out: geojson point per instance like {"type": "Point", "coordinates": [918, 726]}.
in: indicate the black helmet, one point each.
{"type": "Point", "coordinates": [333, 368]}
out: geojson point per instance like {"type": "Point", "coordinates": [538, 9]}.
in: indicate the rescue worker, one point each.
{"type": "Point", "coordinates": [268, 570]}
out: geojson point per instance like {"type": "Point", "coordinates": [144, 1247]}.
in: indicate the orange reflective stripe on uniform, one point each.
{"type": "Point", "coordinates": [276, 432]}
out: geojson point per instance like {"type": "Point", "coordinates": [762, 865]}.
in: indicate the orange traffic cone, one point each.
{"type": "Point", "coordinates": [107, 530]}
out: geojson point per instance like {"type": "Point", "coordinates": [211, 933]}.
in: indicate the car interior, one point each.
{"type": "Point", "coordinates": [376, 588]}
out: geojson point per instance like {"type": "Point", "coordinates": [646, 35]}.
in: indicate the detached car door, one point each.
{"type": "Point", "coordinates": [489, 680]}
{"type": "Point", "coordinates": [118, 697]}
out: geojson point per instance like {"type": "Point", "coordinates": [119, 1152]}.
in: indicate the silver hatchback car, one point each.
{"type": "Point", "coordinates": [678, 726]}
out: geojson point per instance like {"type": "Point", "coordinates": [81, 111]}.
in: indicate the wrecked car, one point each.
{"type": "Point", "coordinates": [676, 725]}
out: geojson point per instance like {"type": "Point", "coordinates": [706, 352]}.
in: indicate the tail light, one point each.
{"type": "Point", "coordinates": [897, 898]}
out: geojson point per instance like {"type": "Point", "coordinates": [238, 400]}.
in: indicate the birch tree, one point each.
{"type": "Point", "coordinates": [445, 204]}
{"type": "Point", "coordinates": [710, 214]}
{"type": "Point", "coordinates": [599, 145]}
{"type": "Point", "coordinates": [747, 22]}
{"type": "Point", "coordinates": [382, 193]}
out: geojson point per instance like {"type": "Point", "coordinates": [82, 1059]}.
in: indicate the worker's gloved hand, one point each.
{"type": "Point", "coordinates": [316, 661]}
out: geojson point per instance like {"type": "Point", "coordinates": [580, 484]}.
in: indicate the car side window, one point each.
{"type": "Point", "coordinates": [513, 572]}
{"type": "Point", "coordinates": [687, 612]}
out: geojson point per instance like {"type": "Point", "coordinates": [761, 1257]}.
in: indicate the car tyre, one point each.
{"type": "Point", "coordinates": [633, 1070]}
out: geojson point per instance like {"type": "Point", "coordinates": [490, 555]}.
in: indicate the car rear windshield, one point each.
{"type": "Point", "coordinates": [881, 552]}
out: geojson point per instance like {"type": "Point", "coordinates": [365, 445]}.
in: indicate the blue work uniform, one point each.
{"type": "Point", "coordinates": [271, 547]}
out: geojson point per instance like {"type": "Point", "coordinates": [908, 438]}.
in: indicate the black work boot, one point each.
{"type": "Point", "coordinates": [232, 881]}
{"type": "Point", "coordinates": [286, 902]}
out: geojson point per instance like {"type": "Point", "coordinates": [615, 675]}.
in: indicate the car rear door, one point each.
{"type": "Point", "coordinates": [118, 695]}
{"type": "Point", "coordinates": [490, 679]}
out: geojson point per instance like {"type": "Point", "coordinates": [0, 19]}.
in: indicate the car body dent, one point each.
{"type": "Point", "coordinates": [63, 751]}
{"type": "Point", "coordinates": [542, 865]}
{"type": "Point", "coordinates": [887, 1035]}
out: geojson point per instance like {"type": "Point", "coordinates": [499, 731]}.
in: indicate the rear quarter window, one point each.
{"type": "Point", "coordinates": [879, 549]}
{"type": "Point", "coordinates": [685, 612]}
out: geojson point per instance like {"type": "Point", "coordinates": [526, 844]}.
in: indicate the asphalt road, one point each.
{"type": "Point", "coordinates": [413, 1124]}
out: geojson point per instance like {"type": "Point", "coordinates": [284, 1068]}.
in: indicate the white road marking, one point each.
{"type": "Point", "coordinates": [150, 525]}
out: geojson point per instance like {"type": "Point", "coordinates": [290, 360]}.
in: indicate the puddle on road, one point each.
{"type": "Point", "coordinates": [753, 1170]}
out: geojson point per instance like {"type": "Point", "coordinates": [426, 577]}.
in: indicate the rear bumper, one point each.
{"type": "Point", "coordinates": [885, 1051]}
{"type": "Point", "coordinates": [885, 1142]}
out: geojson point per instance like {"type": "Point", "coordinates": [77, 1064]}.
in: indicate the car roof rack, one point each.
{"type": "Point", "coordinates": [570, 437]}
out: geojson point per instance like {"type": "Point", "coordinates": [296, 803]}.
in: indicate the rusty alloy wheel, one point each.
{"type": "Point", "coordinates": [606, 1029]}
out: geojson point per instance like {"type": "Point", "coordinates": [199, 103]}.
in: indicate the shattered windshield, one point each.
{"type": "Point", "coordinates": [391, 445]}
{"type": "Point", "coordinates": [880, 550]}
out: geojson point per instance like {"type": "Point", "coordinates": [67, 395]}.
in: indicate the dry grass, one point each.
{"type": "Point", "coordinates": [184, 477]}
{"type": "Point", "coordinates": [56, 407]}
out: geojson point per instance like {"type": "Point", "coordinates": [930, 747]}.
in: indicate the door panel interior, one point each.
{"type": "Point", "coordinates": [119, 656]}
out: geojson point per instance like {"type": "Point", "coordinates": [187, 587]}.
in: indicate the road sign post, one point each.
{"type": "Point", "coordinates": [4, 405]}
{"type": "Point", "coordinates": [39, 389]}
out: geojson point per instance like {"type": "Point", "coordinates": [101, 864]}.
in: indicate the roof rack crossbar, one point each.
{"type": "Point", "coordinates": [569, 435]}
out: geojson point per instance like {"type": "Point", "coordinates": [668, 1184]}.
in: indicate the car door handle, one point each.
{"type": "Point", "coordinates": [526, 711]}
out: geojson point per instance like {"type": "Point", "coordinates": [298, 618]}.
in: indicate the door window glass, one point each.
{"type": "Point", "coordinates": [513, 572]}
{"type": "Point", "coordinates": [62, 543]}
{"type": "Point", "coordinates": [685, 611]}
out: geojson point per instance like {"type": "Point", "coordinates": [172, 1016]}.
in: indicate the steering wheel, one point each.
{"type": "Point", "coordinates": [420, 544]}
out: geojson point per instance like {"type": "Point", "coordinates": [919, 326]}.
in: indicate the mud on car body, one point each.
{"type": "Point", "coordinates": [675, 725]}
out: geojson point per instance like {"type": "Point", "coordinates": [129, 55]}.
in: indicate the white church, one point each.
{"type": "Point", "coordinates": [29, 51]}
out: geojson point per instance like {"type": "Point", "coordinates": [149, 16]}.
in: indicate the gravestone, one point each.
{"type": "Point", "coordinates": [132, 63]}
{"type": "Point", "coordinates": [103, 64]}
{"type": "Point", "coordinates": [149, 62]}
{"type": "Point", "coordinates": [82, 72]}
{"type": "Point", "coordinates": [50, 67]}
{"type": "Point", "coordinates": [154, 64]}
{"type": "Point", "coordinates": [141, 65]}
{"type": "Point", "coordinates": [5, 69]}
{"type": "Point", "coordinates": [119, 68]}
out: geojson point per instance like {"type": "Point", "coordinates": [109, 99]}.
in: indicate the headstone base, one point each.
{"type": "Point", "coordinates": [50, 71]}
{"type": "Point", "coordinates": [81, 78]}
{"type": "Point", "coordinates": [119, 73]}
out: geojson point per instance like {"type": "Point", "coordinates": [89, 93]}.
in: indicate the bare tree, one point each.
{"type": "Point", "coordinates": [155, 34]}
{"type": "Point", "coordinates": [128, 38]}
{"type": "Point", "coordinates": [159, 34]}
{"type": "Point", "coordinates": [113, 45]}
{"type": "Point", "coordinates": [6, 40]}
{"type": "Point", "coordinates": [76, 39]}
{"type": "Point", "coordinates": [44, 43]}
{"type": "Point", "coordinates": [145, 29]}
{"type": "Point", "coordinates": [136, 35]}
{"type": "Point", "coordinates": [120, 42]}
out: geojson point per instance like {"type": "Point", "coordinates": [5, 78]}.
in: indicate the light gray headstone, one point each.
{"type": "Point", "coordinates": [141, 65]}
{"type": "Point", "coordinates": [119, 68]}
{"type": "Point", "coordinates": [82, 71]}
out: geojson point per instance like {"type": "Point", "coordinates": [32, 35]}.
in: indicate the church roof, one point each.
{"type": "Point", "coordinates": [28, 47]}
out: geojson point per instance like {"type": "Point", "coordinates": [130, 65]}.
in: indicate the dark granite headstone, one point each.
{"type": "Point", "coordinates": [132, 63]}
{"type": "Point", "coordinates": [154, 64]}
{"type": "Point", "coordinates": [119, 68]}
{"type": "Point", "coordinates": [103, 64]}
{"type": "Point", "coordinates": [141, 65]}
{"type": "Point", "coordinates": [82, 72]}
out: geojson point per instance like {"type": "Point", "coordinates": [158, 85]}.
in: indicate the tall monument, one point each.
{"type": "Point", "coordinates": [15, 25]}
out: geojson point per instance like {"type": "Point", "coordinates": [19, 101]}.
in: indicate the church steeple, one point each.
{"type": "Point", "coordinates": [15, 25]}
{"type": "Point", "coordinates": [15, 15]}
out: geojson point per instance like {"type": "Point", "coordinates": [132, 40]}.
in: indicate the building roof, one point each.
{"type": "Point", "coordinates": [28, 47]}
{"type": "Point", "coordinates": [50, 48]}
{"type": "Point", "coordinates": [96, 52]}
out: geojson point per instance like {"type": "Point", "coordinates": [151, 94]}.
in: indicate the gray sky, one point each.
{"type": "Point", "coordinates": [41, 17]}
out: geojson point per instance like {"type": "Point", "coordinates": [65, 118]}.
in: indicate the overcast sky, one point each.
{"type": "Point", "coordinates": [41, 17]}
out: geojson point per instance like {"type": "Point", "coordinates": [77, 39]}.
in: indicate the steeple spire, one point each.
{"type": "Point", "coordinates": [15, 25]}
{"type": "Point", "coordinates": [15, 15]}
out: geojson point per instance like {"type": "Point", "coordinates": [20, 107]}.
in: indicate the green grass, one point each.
========
Exercise requirements -
Show each line of the data above that contains the word "church". Case counts.

Full solution -
in: indicate the white church, one point each.
in: indicate the church roof, one point each.
in: indicate the church steeple, one point each.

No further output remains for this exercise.